TEKS BACAAN:
Sudah tiga minggu setelah saya kembali memiliki FB Account. Dan dalam tiga minggu ini tidak banyak status yang saya buat. Mungkin cuma tiga status saja. Saya tidak tahu harus menulis apa di tempat yang hanya bisa memuat beberapa kata itu.

Sebenarnya hampir setiap hari muncul beberapa gagasan untuk menjadi tulisan. Sayang tidak tiap hari pula saya bisa mewujudkannya menjadi tulisan. Padahal beberapa tulisan seperti film review ditulis dengan cara mengalir saja. Hanya setelah film review itu selesai, saya melakukan riset sedikit agar tidak ada data atau fakta yang salah. Idealnya saya membuat sebuah film review untuk setiap film yang saya tonton. Meski film itu jelek, saya yakin bisa menjadi tulisan yang menarik, karena mengungkap kesalahan-kesalahan yang dibuat film itu.

Kembali ke FB status. Saya baru saja melihat sebuah status teman saya. Isinya cuma keluhannya tentang seorang yang dikenalnya. Statusnya tidak kasar. Pilihan katanya bagus dan menggambarkan suasana hatinya dengan baik. Namun bagi saya isi status itu terlalu dangkal. Tidak menginspirasikan kebaikan atau sesuatu yang besar.

KETENTUAN TUGAS:
Tolong sebutkan semua keterangan yang diberikan teks tentang status FB mengenai status teman yang baru saja dilihat penulis. Catatan-catatan ini tidak berkaitan dengan teks tentang status FB.

CATATAN DATASET:
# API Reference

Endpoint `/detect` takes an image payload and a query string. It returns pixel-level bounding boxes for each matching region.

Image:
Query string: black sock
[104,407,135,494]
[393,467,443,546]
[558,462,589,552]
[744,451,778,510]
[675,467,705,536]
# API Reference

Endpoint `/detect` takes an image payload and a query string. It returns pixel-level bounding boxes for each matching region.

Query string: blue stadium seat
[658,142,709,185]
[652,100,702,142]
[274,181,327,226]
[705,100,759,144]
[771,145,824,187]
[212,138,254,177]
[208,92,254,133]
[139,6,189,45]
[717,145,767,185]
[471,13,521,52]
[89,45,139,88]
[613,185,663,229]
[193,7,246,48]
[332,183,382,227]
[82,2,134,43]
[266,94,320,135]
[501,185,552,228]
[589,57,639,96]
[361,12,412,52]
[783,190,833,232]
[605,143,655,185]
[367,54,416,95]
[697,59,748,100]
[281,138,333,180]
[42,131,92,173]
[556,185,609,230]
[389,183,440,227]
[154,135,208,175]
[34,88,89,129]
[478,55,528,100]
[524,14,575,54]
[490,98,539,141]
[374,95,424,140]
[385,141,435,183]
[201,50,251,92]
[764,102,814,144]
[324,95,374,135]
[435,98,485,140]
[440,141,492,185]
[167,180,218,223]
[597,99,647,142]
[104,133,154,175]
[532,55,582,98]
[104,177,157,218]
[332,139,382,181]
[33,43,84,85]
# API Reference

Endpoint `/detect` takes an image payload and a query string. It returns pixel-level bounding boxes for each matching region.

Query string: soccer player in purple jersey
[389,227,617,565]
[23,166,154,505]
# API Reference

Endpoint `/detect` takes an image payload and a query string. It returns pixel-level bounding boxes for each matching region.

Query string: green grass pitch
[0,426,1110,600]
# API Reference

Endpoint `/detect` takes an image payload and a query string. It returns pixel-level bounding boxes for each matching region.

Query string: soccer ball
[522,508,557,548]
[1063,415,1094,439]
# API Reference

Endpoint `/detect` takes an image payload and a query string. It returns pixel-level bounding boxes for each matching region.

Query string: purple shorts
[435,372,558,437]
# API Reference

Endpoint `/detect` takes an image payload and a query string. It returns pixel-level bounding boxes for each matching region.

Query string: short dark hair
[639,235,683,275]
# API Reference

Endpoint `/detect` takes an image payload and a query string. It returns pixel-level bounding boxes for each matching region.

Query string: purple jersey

JAWABAN TERTULIS:
- Isinya hanya keluhan tentang seseorang yang dikenalnya.
- Statusnya tidak kasar.
- Pilihan katanya bagus.
- Status itu menggambarkan suasana hatinya dengan baik.
- Bagi penulis, isinya terlalu dangkal.
- Status itu tidak menginspirasikan kebaikan atau sesuatu yang besar.